* **INPUT RECORDS**
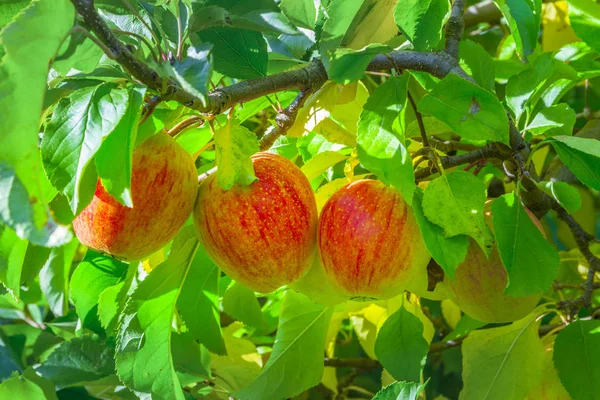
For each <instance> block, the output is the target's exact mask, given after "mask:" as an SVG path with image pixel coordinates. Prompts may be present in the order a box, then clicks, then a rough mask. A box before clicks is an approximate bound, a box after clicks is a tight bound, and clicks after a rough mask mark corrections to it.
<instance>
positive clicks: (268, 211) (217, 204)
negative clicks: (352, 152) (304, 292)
mask: <svg viewBox="0 0 600 400" xmlns="http://www.w3.org/2000/svg"><path fill="white" fill-rule="evenodd" d="M252 163H253V165H254V172H255V175H256V177H257V178H258V179H257V180H256V181H254V182H252V183H251V184H250V185H247V186H244V185H241V184H235V185H234V186H233V187H232V188H231V189H229V190H223V189H222V188H221V187H220V186H219V184H218V182H217V179H216V177H215V176H214V175H212V176H210V177H209V178H207V179H206V180H205V181H204V182H203V183H202V184H201V185H200V190H199V192H198V200H197V202H196V207H195V209H194V225H195V227H196V232H197V234H198V237H199V238H200V242H201V243H202V245H203V246H204V249H205V250H206V252H207V253H208V255H209V256H210V257H211V258H212V260H213V261H214V262H215V264H217V265H218V266H219V267H220V268H221V269H222V270H223V271H224V272H225V273H226V274H227V275H229V276H230V277H231V278H233V279H235V280H236V281H238V282H240V283H241V284H243V285H246V286H247V287H249V288H250V289H252V290H254V291H256V292H260V293H268V292H272V291H273V290H275V289H277V288H279V287H281V286H283V285H287V284H289V283H292V282H294V281H295V280H297V279H299V278H300V277H301V276H303V275H304V274H305V273H306V272H307V271H308V269H309V268H310V266H311V264H312V261H313V258H314V255H315V250H316V243H315V242H316V229H317V221H318V218H317V204H316V201H315V196H314V194H313V191H312V188H311V186H310V183H309V182H308V179H307V178H306V177H305V176H304V174H303V173H302V171H301V170H300V168H298V167H297V166H296V165H295V164H294V163H292V162H291V161H290V160H288V159H287V158H285V157H282V156H280V155H277V154H271V153H265V152H261V153H256V154H255V155H253V156H252Z"/></svg>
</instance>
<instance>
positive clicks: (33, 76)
mask: <svg viewBox="0 0 600 400" xmlns="http://www.w3.org/2000/svg"><path fill="white" fill-rule="evenodd" d="M3 9H4V8H3ZM74 17H75V14H74V8H73V6H72V4H71V3H70V2H69V1H68V0H46V1H36V2H31V3H30V5H29V6H28V7H26V8H25V9H22V10H21V12H20V13H19V14H18V15H17V16H16V17H15V19H14V20H13V21H12V22H11V23H10V24H9V25H6V26H5V27H4V28H3V29H2V30H1V31H0V43H2V46H0V47H2V48H3V50H4V51H3V52H1V53H3V57H2V61H1V63H0V120H1V121H2V134H1V135H0V160H2V162H3V164H4V165H3V167H2V171H0V176H1V178H0V182H1V183H0V198H3V200H0V203H4V202H5V201H6V193H7V192H8V191H11V194H10V196H11V198H9V199H8V200H9V202H12V201H19V202H21V201H22V200H23V199H24V197H22V196H25V195H27V198H28V199H29V201H27V202H22V203H20V204H21V205H20V207H18V208H19V209H20V210H16V209H15V208H14V206H13V205H12V204H11V207H10V209H11V214H12V212H15V214H14V215H13V216H10V217H9V216H8V214H7V211H6V209H5V207H3V206H4V204H5V203H4V204H0V218H1V219H2V221H4V223H6V224H7V225H9V226H11V227H13V228H14V229H15V230H17V233H18V234H19V237H21V238H31V240H32V241H33V242H34V243H36V244H39V245H49V246H60V245H62V244H63V243H65V242H68V241H69V240H70V239H71V238H70V236H69V235H68V234H67V233H66V232H65V231H66V229H65V228H64V227H62V226H60V225H58V226H57V224H56V222H55V221H54V220H53V218H52V216H51V214H50V213H49V210H48V208H47V206H46V203H47V202H48V201H49V200H50V198H51V197H52V196H53V193H52V191H53V189H52V188H51V185H50V182H49V181H48V179H47V178H46V176H45V175H44V174H43V173H42V171H41V169H42V167H41V160H40V156H39V150H38V134H39V123H40V117H41V113H42V107H43V103H44V93H45V91H46V86H47V85H46V81H47V78H48V69H49V65H50V63H51V60H52V59H53V58H54V56H55V55H56V52H57V50H58V48H59V46H60V43H61V41H62V39H63V38H64V37H65V35H66V34H67V33H68V32H69V30H70V29H71V27H72V26H73V21H74ZM9 165H10V166H11V167H14V171H12V172H9V173H7V172H6V171H5V170H4V169H5V168H8V166H9ZM15 173H16V176H17V177H18V181H17V180H16V179H15V178H12V177H11V176H12V175H13V174H15ZM17 182H18V183H17ZM7 185H8V186H7ZM11 185H15V187H17V186H18V187H19V189H15V188H11ZM22 186H24V188H23V187H22ZM13 189H14V190H17V192H16V193H12V190H13ZM13 195H14V196H15V197H13ZM5 218H7V219H6V220H5ZM17 225H21V227H17ZM38 230H39V232H37V231H38Z"/></svg>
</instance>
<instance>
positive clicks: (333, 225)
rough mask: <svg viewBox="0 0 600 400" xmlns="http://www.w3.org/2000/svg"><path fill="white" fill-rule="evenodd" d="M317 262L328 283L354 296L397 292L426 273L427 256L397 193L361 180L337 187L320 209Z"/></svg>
mask: <svg viewBox="0 0 600 400" xmlns="http://www.w3.org/2000/svg"><path fill="white" fill-rule="evenodd" d="M317 240H318V246H319V253H320V257H321V261H322V262H323V266H324V267H325V271H326V273H327V276H328V277H329V278H330V280H331V282H332V283H333V284H334V285H335V286H336V287H337V288H339V290H341V291H342V292H343V293H345V294H346V296H348V298H350V299H353V300H363V301H364V300H383V299H388V298H391V297H394V296H396V295H398V294H400V293H401V292H402V291H403V290H404V289H405V288H406V287H407V286H408V285H409V284H410V283H412V281H414V280H415V279H416V277H417V276H418V275H420V274H426V267H427V264H428V262H429V260H430V259H431V256H430V255H429V253H428V252H427V249H426V248H425V243H424V242H423V239H422V237H421V232H420V230H419V226H418V225H417V221H416V219H415V216H414V214H413V211H412V209H411V208H410V207H409V206H408V204H406V202H405V201H404V199H403V198H402V195H401V194H400V192H399V191H398V190H396V189H394V188H391V187H388V186H386V185H385V184H383V183H382V182H379V181H375V180H371V179H362V180H358V181H355V182H352V183H350V184H348V185H346V186H345V187H343V188H342V189H340V190H339V191H337V192H336V193H335V194H334V195H333V196H331V198H330V199H329V200H328V201H327V203H326V204H325V206H324V207H323V211H322V212H321V218H320V221H319V231H318V239H317Z"/></svg>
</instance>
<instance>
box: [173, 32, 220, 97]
mask: <svg viewBox="0 0 600 400" xmlns="http://www.w3.org/2000/svg"><path fill="white" fill-rule="evenodd" d="M212 48H213V45H212V44H211V43H200V44H197V45H193V46H190V47H189V48H188V50H187V57H186V58H185V59H184V60H183V61H177V62H175V64H174V65H173V68H172V71H173V74H174V75H175V79H177V82H179V84H180V85H181V87H182V88H183V89H184V90H185V91H186V92H188V93H191V94H192V95H194V96H195V97H197V98H199V99H200V101H201V102H202V105H204V106H205V105H206V103H207V101H208V84H209V83H210V79H211V76H212V55H211V50H212Z"/></svg>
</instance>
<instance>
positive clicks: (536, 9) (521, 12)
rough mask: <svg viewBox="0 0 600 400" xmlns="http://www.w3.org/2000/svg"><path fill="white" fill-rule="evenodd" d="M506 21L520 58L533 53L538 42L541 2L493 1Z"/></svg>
mask: <svg viewBox="0 0 600 400" xmlns="http://www.w3.org/2000/svg"><path fill="white" fill-rule="evenodd" d="M495 2H496V5H497V6H498V8H499V9H500V11H502V14H503V15H504V18H506V20H507V21H508V25H509V26H510V31H511V33H512V34H513V37H514V38H515V43H516V45H517V51H518V52H519V54H520V55H521V56H522V57H526V56H528V55H530V54H532V53H533V51H534V50H535V48H536V46H537V42H538V33H539V30H540V22H541V15H542V0H526V1H521V0H495Z"/></svg>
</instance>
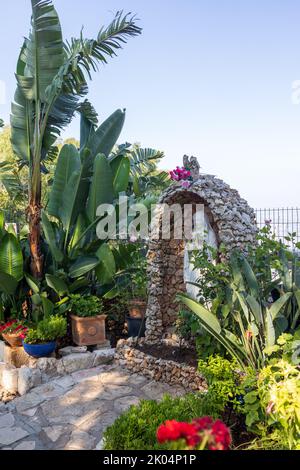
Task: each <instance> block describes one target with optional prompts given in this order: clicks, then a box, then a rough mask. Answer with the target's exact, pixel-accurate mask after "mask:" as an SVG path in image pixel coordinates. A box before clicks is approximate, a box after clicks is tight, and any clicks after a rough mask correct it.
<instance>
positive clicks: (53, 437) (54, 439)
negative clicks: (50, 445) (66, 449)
mask: <svg viewBox="0 0 300 470" xmlns="http://www.w3.org/2000/svg"><path fill="white" fill-rule="evenodd" d="M43 431H44V432H45V434H46V435H47V437H48V438H49V439H50V440H51V441H52V442H56V441H57V440H58V439H59V438H60V436H61V435H62V434H63V433H64V432H65V426H49V427H46V428H43Z"/></svg>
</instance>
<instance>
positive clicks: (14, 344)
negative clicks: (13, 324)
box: [2, 333, 23, 348]
mask: <svg viewBox="0 0 300 470" xmlns="http://www.w3.org/2000/svg"><path fill="white" fill-rule="evenodd" d="M2 338H3V339H4V341H6V342H7V343H8V344H9V345H10V346H11V347H12V348H20V347H21V346H22V341H23V340H22V338H21V336H20V335H19V334H17V333H2Z"/></svg>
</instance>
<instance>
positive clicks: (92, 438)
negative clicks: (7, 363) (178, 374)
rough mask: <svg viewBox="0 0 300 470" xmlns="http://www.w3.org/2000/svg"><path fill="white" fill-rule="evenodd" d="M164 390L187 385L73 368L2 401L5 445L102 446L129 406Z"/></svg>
mask: <svg viewBox="0 0 300 470" xmlns="http://www.w3.org/2000/svg"><path fill="white" fill-rule="evenodd" d="M165 393H169V394H171V395H173V396H174V395H181V394H183V393H184V390H183V389H182V388H181V387H179V386H173V387H170V386H169V385H167V384H164V383H157V382H151V381H150V380H147V379H146V378H145V377H143V376H141V375H137V374H134V375H130V374H129V373H126V372H125V371H124V370H122V369H120V368H118V367H116V366H111V365H110V366H101V367H97V368H94V369H89V370H83V371H79V372H74V373H73V374H71V375H69V376H65V377H62V378H57V379H54V380H53V381H51V382H49V383H47V384H45V385H41V386H39V387H36V388H35V389H33V390H32V391H31V392H30V393H28V394H27V395H24V396H23V397H18V398H16V399H15V400H13V401H12V402H10V403H8V404H7V405H4V404H0V449H1V450H12V449H13V450H34V449H36V450H39V449H41V450H43V449H45V450H46V449H59V450H90V449H100V448H101V444H102V442H101V439H102V435H103V431H104V430H105V428H106V427H107V426H109V425H110V424H112V423H113V422H114V420H115V419H116V418H117V417H118V416H119V415H120V414H121V413H122V412H124V410H126V409H127V408H128V407H129V406H130V405H132V404H137V403H138V402H139V400H141V399H142V398H150V399H160V398H161V397H162V396H163V395H164V394H165Z"/></svg>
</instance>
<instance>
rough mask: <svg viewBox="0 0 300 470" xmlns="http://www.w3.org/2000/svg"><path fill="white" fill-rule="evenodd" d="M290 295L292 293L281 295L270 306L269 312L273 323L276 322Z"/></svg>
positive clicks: (290, 296)
mask: <svg viewBox="0 0 300 470" xmlns="http://www.w3.org/2000/svg"><path fill="white" fill-rule="evenodd" d="M292 295H293V294H292V292H287V293H286V294H283V295H282V296H281V297H279V299H277V300H276V302H274V303H273V304H272V305H271V307H270V308H269V312H270V315H271V317H272V320H273V321H274V320H276V318H277V317H278V316H279V315H280V312H281V309H282V308H283V307H284V306H285V305H286V303H287V302H288V301H289V299H290V298H291V296H292Z"/></svg>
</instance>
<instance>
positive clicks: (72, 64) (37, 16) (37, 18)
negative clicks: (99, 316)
mask: <svg viewBox="0 0 300 470" xmlns="http://www.w3.org/2000/svg"><path fill="white" fill-rule="evenodd" d="M31 5H32V20H31V31H30V34H29V37H28V38H26V39H25V41H24V43H23V46H22V49H21V53H20V56H19V59H18V63H17V71H16V79H17V90H16V93H15V97H14V102H13V103H12V113H11V126H12V145H13V149H14V152H15V153H16V155H17V157H18V159H19V163H20V166H21V167H22V166H24V165H28V167H29V204H28V209H27V214H28V222H29V241H30V254H31V271H32V274H33V275H34V277H36V278H41V277H42V274H43V254H42V250H41V228H40V220H41V209H42V207H41V192H42V188H41V172H42V171H45V169H46V168H45V163H46V162H47V160H49V159H50V160H51V158H53V157H54V156H55V155H56V153H57V148H56V146H55V142H56V139H57V137H58V136H59V135H60V132H61V130H62V129H63V128H64V127H65V126H66V125H68V124H69V123H70V122H71V120H72V118H73V116H74V113H75V112H76V111H77V110H80V109H81V104H80V99H81V98H82V97H83V96H84V95H86V93H87V91H88V87H87V78H89V79H90V78H91V71H92V70H95V69H96V68H97V65H98V64H99V63H106V62H107V58H109V57H112V56H114V55H116V52H117V51H118V50H119V49H120V48H121V45H122V44H124V43H125V42H126V40H127V38H129V37H132V36H136V35H138V34H140V33H141V29H140V28H139V27H138V26H136V23H135V19H134V17H131V18H130V17H128V15H123V13H122V12H118V13H117V14H116V16H115V18H114V20H113V21H112V23H111V24H110V25H109V26H108V27H107V28H101V29H100V31H99V34H98V36H97V38H96V39H85V38H84V37H83V35H82V34H81V35H80V37H79V38H78V39H75V38H72V39H71V41H70V42H68V43H64V41H63V37H62V30H61V25H60V21H59V17H58V15H57V12H56V10H55V8H54V6H53V3H52V1H50V0H31ZM89 111H90V113H89V114H90V116H88V114H87V113H86V116H87V118H86V121H87V122H86V126H85V127H84V129H82V134H85V135H86V136H87V135H88V132H89V129H90V125H89V122H90V121H91V120H92V121H93V119H94V117H95V116H94V115H93V113H92V108H91V107H90V109H89ZM96 134H97V133H96ZM96 134H95V136H94V139H93V142H94V148H93V150H94V151H96V150H95V149H96V147H97V135H96ZM100 138H101V136H100Z"/></svg>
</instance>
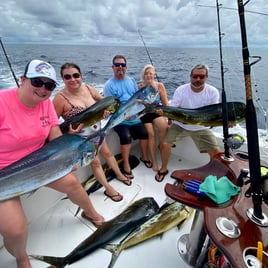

* **PROBLEM STATEMENT**
List each line of the material above that contains the string "approximate", treating uppercase and lowercase letters as different.

* **OUTPUT OF THE EXERCISE**
For each <instance> block, the output is the target's exact mask, given after "mask:" as an SVG path with image pixel coordinates. Prompts may be present in the order a box, then clicks, then a rough mask. A box before clicks is an approximate bound, a box after clicks is a tight bound, and clicks after a rough mask mark corrections to it.
Task: each <instance> block describes one target with optional prompts given in this order: clicks, then a box, then a rough mask. Answer with the target's exact, pixel-accurate mask after "mask:" as an SVG path in image pixel coordinates. A box before clicks is approximate, a box after clicks is tight, and any clicks after a rough mask correct it.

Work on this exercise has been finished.